# [WHAT IS NEEDED]
According to the crop residue management excerpt below, why does mulch-till start at a disadvantage compared with no-till? Answer in one to three sentences.

# [SOURCE EXCERPT]
————————

Those components all make up the agronomics to get you the best possible harvestable crop. So let's talk with crop residue management. If we look at no-till, residue all stays on the surface, great, because agronomically, that means it's not in the seed trench. It's not where the seed is. If we look at mulch-till, the definition of mulch-till is we are mulching the residue into the seed zone. Moldboard plowing buried residue, that's fine. It wasn't in the seed zone. Lots of other problems, erosion, but it wasn't in the seed zone. So mulch-till right off the bat takes a hit because we are putting residue into the seed zone. And you have never heard an agronomist like me say, "Seed to residue contact." We all know better. It's seed to soil contact. No-till has the benefit that if we do a decent job with a row cleaner, we're getting the residue out of the way and we're not putting it into the furrow.

————————

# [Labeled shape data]
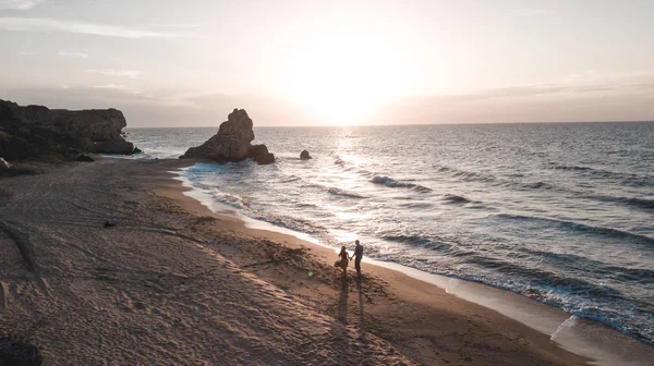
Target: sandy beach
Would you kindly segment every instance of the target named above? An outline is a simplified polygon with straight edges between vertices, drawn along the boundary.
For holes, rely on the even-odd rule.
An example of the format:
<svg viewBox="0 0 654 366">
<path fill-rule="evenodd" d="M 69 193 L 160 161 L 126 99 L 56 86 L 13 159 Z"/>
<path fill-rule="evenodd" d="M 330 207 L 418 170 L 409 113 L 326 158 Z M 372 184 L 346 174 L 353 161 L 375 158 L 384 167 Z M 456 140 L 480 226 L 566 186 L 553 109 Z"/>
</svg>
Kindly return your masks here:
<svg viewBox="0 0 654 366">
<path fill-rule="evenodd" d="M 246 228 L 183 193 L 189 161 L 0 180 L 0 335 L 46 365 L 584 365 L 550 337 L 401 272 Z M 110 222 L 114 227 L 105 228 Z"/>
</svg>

————————

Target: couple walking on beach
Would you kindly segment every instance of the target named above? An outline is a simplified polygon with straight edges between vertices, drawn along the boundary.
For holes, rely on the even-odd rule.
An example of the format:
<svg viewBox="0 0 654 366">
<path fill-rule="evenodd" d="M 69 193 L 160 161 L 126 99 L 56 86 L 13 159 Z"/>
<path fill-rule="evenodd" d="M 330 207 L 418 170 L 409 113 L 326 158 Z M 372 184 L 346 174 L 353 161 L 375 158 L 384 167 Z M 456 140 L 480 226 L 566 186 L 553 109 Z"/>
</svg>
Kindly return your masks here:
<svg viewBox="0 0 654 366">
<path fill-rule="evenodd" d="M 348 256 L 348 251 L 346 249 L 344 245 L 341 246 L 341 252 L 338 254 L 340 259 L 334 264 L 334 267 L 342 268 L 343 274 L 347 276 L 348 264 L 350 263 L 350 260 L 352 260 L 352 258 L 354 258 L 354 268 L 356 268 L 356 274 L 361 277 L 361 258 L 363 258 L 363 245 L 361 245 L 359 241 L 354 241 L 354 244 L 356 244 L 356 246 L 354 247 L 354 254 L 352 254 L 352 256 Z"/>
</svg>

————————

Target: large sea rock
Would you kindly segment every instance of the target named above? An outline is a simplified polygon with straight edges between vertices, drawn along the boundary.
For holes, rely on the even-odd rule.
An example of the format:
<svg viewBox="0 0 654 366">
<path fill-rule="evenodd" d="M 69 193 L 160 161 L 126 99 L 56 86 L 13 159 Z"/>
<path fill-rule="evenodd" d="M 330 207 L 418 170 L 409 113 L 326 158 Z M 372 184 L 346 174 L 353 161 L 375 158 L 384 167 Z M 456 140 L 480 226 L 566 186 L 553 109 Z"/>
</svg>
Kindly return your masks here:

————————

# [SOLUTION FOR THIS TASK]
Mulch-till mixes residue into the seed zone, which puts it where the seed is. The seed needs contact with soil, not with residue. No-till leaves residue on the surface, and a row cleaner can keep it out of the furrow.